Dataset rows
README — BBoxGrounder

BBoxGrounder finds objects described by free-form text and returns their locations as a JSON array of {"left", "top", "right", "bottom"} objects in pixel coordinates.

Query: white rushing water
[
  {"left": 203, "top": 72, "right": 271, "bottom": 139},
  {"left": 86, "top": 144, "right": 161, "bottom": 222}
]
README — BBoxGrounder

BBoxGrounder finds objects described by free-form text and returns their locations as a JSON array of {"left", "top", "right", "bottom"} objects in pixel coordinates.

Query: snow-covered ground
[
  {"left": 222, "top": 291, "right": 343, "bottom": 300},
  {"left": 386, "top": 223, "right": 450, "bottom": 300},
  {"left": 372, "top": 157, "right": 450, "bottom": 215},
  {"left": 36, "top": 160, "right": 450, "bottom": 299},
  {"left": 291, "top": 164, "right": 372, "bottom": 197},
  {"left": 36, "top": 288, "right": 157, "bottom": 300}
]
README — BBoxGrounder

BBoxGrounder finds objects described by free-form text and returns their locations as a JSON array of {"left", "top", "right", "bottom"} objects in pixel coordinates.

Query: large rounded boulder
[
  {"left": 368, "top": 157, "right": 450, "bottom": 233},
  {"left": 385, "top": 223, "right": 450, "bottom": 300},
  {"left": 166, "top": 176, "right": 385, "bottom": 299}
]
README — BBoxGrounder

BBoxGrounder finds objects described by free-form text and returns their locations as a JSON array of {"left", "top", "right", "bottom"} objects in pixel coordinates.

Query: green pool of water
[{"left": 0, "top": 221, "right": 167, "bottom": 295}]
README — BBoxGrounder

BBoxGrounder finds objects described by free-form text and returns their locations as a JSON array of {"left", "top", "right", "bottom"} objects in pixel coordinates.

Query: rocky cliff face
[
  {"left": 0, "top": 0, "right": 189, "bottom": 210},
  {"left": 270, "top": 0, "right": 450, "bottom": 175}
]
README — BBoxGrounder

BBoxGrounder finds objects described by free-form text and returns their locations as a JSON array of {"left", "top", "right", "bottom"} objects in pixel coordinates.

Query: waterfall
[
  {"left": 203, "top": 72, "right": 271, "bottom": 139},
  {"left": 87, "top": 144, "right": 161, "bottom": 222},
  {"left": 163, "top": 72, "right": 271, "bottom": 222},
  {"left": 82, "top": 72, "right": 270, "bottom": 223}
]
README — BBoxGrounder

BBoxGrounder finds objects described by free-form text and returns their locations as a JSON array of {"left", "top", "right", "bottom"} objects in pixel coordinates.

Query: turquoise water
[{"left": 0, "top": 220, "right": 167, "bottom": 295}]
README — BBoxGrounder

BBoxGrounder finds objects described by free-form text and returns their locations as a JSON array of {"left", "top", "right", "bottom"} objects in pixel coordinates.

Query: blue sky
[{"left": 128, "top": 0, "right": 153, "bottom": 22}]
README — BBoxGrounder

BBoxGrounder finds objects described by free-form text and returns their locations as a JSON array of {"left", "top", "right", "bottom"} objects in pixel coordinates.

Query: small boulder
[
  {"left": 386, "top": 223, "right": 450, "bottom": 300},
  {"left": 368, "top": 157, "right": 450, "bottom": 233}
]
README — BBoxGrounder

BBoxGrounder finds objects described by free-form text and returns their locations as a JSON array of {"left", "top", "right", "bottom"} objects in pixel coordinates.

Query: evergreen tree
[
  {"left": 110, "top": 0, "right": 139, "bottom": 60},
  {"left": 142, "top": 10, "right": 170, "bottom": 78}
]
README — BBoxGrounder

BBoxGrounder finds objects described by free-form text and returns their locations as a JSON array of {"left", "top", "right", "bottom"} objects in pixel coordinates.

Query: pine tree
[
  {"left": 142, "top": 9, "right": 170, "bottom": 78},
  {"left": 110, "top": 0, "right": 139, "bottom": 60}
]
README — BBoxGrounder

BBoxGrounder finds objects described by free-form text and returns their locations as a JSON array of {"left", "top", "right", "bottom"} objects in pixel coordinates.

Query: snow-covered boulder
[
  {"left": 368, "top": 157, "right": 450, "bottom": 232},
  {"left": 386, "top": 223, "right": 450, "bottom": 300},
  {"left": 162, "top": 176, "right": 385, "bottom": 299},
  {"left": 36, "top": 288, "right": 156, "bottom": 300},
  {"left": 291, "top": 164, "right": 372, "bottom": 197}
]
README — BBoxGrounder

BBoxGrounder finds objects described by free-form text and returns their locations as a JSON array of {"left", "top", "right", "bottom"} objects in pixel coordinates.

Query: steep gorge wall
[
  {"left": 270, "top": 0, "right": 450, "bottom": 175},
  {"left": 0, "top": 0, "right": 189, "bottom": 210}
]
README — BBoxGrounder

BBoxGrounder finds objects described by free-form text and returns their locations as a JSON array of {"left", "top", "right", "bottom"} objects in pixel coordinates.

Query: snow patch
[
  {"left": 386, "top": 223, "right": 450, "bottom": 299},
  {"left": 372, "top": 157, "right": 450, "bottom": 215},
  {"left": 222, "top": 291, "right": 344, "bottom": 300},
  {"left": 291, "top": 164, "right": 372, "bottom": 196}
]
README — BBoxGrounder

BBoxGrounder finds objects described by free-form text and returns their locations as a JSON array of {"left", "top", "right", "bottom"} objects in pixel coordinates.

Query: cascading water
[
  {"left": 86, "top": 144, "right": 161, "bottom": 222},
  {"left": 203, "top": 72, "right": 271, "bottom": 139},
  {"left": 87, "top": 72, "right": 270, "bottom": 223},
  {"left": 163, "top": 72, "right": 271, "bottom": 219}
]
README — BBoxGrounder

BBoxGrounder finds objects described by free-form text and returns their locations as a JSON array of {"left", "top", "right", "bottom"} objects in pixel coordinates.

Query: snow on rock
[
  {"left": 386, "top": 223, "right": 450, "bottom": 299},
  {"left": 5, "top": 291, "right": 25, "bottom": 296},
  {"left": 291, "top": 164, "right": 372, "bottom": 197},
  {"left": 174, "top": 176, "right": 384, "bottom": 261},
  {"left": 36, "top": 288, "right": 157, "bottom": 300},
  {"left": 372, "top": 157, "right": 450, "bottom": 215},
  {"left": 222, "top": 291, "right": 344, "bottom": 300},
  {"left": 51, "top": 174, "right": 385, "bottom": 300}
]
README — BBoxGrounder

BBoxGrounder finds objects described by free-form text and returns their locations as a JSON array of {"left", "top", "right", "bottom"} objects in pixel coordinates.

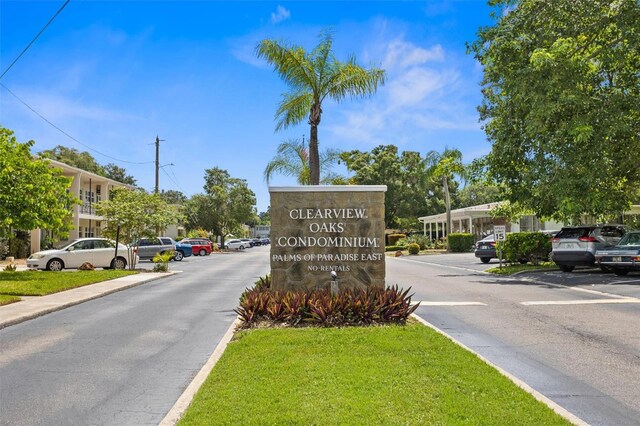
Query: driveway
[
  {"left": 387, "top": 254, "right": 640, "bottom": 426},
  {"left": 0, "top": 248, "right": 269, "bottom": 426},
  {"left": 402, "top": 253, "right": 640, "bottom": 298}
]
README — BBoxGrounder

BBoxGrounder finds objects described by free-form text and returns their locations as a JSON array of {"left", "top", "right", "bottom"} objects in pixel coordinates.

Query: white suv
[
  {"left": 224, "top": 240, "right": 246, "bottom": 250},
  {"left": 551, "top": 225, "right": 625, "bottom": 272}
]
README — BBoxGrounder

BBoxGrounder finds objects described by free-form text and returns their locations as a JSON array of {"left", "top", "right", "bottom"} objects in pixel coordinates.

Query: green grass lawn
[
  {"left": 179, "top": 321, "right": 570, "bottom": 426},
  {"left": 0, "top": 270, "right": 137, "bottom": 296},
  {"left": 485, "top": 262, "right": 558, "bottom": 275},
  {"left": 0, "top": 294, "right": 21, "bottom": 306}
]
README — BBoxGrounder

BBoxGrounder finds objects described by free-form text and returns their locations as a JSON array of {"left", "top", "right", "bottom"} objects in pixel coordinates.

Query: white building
[
  {"left": 418, "top": 202, "right": 640, "bottom": 239},
  {"left": 31, "top": 159, "right": 133, "bottom": 253}
]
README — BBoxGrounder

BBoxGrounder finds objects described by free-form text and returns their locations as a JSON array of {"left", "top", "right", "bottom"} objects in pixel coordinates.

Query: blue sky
[{"left": 0, "top": 0, "right": 492, "bottom": 211}]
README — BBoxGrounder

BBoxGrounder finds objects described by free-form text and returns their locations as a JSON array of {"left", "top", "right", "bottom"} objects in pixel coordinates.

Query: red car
[{"left": 180, "top": 238, "right": 213, "bottom": 256}]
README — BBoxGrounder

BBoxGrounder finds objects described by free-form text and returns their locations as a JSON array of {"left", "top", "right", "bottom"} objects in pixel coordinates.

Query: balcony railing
[{"left": 80, "top": 203, "right": 96, "bottom": 216}]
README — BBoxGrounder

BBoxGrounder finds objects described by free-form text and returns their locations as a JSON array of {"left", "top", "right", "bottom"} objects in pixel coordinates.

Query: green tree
[
  {"left": 38, "top": 145, "right": 105, "bottom": 176},
  {"left": 96, "top": 188, "right": 184, "bottom": 268},
  {"left": 258, "top": 206, "right": 271, "bottom": 225},
  {"left": 200, "top": 167, "right": 256, "bottom": 243},
  {"left": 38, "top": 145, "right": 136, "bottom": 186},
  {"left": 264, "top": 140, "right": 340, "bottom": 185},
  {"left": 102, "top": 163, "right": 136, "bottom": 186},
  {"left": 469, "top": 0, "right": 640, "bottom": 221},
  {"left": 0, "top": 127, "right": 79, "bottom": 237},
  {"left": 160, "top": 189, "right": 187, "bottom": 205},
  {"left": 340, "top": 145, "right": 433, "bottom": 228},
  {"left": 256, "top": 31, "right": 385, "bottom": 185},
  {"left": 184, "top": 194, "right": 219, "bottom": 235}
]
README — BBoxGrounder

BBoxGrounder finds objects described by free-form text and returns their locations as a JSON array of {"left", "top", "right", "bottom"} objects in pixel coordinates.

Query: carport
[{"left": 418, "top": 201, "right": 502, "bottom": 239}]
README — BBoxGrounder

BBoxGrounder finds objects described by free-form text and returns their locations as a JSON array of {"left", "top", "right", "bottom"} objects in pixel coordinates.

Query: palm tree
[
  {"left": 256, "top": 31, "right": 385, "bottom": 185},
  {"left": 264, "top": 138, "right": 340, "bottom": 185},
  {"left": 425, "top": 147, "right": 465, "bottom": 251}
]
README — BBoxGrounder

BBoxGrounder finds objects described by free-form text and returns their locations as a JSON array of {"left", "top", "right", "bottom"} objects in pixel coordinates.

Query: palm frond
[
  {"left": 255, "top": 39, "right": 316, "bottom": 89},
  {"left": 325, "top": 58, "right": 386, "bottom": 101},
  {"left": 276, "top": 91, "right": 313, "bottom": 131}
]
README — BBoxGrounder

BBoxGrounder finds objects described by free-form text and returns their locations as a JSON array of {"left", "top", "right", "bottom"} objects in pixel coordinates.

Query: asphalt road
[
  {"left": 0, "top": 247, "right": 269, "bottom": 426},
  {"left": 0, "top": 247, "right": 640, "bottom": 426},
  {"left": 387, "top": 254, "right": 640, "bottom": 426}
]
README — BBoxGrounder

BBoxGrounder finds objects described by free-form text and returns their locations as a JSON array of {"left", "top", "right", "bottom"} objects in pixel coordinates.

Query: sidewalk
[{"left": 0, "top": 268, "right": 176, "bottom": 329}]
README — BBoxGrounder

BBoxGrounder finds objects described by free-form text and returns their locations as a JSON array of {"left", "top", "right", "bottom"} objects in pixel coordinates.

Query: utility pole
[{"left": 155, "top": 135, "right": 164, "bottom": 194}]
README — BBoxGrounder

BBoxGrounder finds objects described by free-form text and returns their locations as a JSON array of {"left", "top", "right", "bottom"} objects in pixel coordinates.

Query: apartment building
[{"left": 31, "top": 160, "right": 133, "bottom": 253}]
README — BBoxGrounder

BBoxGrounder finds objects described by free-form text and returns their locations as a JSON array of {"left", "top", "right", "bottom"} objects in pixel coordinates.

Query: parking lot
[{"left": 406, "top": 253, "right": 640, "bottom": 298}]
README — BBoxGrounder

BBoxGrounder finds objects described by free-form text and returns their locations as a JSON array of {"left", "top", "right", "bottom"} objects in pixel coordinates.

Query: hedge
[
  {"left": 449, "top": 234, "right": 475, "bottom": 253},
  {"left": 407, "top": 243, "right": 420, "bottom": 254},
  {"left": 387, "top": 234, "right": 407, "bottom": 246},
  {"left": 502, "top": 232, "right": 551, "bottom": 265}
]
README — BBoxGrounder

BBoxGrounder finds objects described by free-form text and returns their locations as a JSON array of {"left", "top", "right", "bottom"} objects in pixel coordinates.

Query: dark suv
[{"left": 551, "top": 225, "right": 625, "bottom": 272}]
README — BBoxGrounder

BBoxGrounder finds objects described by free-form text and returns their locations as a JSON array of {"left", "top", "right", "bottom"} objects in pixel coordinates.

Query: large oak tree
[
  {"left": 469, "top": 0, "right": 640, "bottom": 221},
  {"left": 0, "top": 127, "right": 78, "bottom": 237}
]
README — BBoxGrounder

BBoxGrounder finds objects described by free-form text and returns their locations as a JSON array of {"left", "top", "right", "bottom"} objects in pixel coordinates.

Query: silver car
[
  {"left": 596, "top": 231, "right": 640, "bottom": 275},
  {"left": 27, "top": 238, "right": 130, "bottom": 271},
  {"left": 551, "top": 225, "right": 625, "bottom": 272}
]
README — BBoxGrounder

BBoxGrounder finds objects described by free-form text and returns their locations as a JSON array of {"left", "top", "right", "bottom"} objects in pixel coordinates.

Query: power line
[
  {"left": 0, "top": 0, "right": 71, "bottom": 80},
  {"left": 0, "top": 83, "right": 153, "bottom": 164},
  {"left": 160, "top": 167, "right": 184, "bottom": 192}
]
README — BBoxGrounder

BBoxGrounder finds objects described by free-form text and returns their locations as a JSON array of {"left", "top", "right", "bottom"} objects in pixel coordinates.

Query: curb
[
  {"left": 159, "top": 318, "right": 240, "bottom": 426},
  {"left": 411, "top": 314, "right": 589, "bottom": 426},
  {"left": 0, "top": 271, "right": 177, "bottom": 330}
]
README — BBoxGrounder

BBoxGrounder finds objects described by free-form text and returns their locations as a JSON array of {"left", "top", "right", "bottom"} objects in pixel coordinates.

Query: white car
[
  {"left": 27, "top": 238, "right": 135, "bottom": 271},
  {"left": 224, "top": 240, "right": 251, "bottom": 250}
]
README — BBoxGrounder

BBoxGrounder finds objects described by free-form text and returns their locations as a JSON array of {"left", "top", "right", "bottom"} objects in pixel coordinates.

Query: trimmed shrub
[
  {"left": 407, "top": 234, "right": 431, "bottom": 250},
  {"left": 253, "top": 274, "right": 271, "bottom": 290},
  {"left": 78, "top": 262, "right": 96, "bottom": 271},
  {"left": 449, "top": 234, "right": 475, "bottom": 253},
  {"left": 384, "top": 245, "right": 407, "bottom": 251},
  {"left": 234, "top": 286, "right": 419, "bottom": 328},
  {"left": 502, "top": 232, "right": 551, "bottom": 265},
  {"left": 387, "top": 234, "right": 406, "bottom": 246},
  {"left": 151, "top": 250, "right": 175, "bottom": 272}
]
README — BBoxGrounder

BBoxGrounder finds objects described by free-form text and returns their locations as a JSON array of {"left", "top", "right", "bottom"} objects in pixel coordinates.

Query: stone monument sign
[{"left": 269, "top": 185, "right": 387, "bottom": 290}]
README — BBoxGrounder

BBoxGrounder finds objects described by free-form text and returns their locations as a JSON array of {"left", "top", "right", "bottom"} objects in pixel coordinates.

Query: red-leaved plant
[{"left": 234, "top": 285, "right": 418, "bottom": 328}]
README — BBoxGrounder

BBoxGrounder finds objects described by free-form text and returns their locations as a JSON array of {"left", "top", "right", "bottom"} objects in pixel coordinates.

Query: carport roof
[
  {"left": 418, "top": 201, "right": 501, "bottom": 223},
  {"left": 418, "top": 201, "right": 640, "bottom": 224}
]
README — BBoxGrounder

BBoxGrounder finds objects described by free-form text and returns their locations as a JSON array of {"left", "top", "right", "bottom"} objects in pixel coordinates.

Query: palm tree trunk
[
  {"left": 309, "top": 104, "right": 322, "bottom": 185},
  {"left": 442, "top": 175, "right": 451, "bottom": 252}
]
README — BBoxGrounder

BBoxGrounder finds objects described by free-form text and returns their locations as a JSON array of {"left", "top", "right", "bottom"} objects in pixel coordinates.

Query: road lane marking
[
  {"left": 387, "top": 257, "right": 494, "bottom": 275},
  {"left": 412, "top": 300, "right": 487, "bottom": 306},
  {"left": 411, "top": 313, "right": 589, "bottom": 426},
  {"left": 520, "top": 297, "right": 640, "bottom": 306}
]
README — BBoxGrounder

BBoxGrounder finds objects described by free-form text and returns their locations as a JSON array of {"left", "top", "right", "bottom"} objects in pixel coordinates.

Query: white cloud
[
  {"left": 271, "top": 5, "right": 291, "bottom": 24},
  {"left": 327, "top": 34, "right": 480, "bottom": 146},
  {"left": 382, "top": 40, "right": 444, "bottom": 70}
]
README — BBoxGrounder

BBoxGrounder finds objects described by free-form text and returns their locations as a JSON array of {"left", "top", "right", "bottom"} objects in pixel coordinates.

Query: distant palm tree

* **Stated task**
Extract every line of the rows above that contains the word "road", treating uppercase and lowercase as distinct.

* **Task solution**
Query: asphalt road
Query: road lane marking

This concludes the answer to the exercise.